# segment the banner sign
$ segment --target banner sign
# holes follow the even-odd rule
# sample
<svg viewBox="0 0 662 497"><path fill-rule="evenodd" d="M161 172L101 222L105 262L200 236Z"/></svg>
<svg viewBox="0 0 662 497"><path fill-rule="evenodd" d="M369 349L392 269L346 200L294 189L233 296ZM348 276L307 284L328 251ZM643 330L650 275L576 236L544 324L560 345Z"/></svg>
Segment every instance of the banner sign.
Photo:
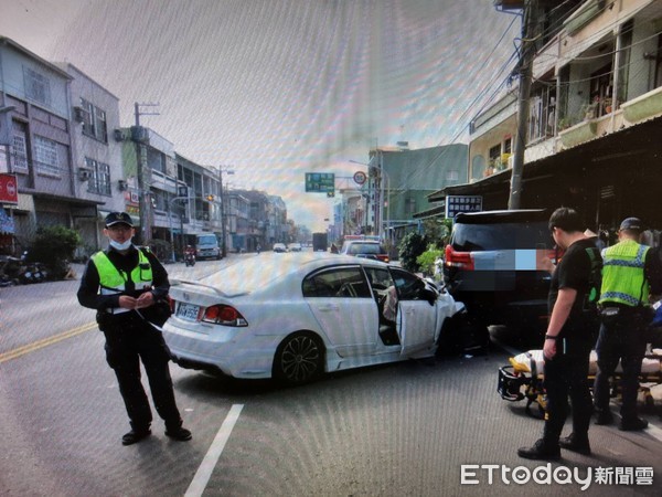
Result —
<svg viewBox="0 0 662 497"><path fill-rule="evenodd" d="M335 191L335 175L333 172L307 172L306 191L328 193Z"/></svg>
<svg viewBox="0 0 662 497"><path fill-rule="evenodd" d="M453 219L460 212L482 211L482 195L447 195L446 218Z"/></svg>
<svg viewBox="0 0 662 497"><path fill-rule="evenodd" d="M0 203L19 203L19 182L15 175L0 173Z"/></svg>

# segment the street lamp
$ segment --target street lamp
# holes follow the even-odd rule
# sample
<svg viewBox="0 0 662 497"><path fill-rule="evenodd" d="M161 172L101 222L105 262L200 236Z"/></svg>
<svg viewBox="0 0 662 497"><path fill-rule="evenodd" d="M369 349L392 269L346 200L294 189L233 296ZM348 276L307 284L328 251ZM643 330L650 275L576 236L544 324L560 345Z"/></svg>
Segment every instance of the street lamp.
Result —
<svg viewBox="0 0 662 497"><path fill-rule="evenodd" d="M370 169L373 169L375 171L377 171L377 178L380 179L380 222L377 224L378 229L380 229L380 239L383 237L384 234L384 224L386 224L386 228L388 229L389 224L391 224L391 177L388 176L388 173L386 172L386 170L384 169L384 167L382 166L382 163L380 162L378 166L372 165L372 163L364 163L364 162L359 162L357 160L350 160L350 162L353 163L359 163L361 166L366 166ZM372 160L371 160L372 162ZM384 223L384 200L385 200L385 195L384 195L384 181L382 181L382 175L384 176L384 178L386 178L386 194L388 195L388 199L386 200L386 223Z"/></svg>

## SET PROBLEM
Transcribe all of the entries above verbatim, line by line, omitting any pictures.

## IN RESPONSE
# segment the banner sign
$ segment --target banner sign
# holes follow the even-odd rule
# sample
<svg viewBox="0 0 662 497"><path fill-rule="evenodd" d="M161 172L101 222L105 262L200 236Z"/></svg>
<svg viewBox="0 0 662 497"><path fill-rule="evenodd" d="M369 349L392 269L346 200L294 189L233 296ZM348 276L307 284L328 251ZM643 330L650 275L576 236L544 324L560 345Z"/></svg>
Segment every instance of the banner sign.
Photo:
Result —
<svg viewBox="0 0 662 497"><path fill-rule="evenodd" d="M335 191L335 175L333 172L307 172L306 191L328 193Z"/></svg>
<svg viewBox="0 0 662 497"><path fill-rule="evenodd" d="M453 219L460 212L482 211L482 195L447 195L446 218Z"/></svg>
<svg viewBox="0 0 662 497"><path fill-rule="evenodd" d="M0 203L19 203L19 182L15 175L0 173Z"/></svg>

# segment the street lamp
$ segment --target street lamp
# holes follow the even-odd rule
# sample
<svg viewBox="0 0 662 497"><path fill-rule="evenodd" d="M161 172L101 222L105 262L200 236Z"/></svg>
<svg viewBox="0 0 662 497"><path fill-rule="evenodd" d="M369 349L392 269L346 200L294 189L233 296ZM348 276L307 284L328 251ZM643 330L650 275L576 236L544 324L560 345Z"/></svg>
Segment every instance of the street lamp.
Result —
<svg viewBox="0 0 662 497"><path fill-rule="evenodd" d="M370 169L373 169L375 171L377 171L377 178L380 179L380 222L377 224L378 229L380 229L380 239L383 237L384 234L384 224L386 224L386 228L388 229L389 224L391 224L391 177L388 176L388 173L386 172L386 170L384 169L384 167L382 166L382 163L380 162L378 166L372 165L372 163L364 163L364 162L359 162L357 160L350 160L350 162L353 163L359 163L361 166L366 166ZM372 160L371 160L372 162ZM384 223L384 200L385 200L385 195L384 195L384 181L382 181L382 175L384 176L384 178L386 178L386 194L388 195L388 199L386 200L386 223Z"/></svg>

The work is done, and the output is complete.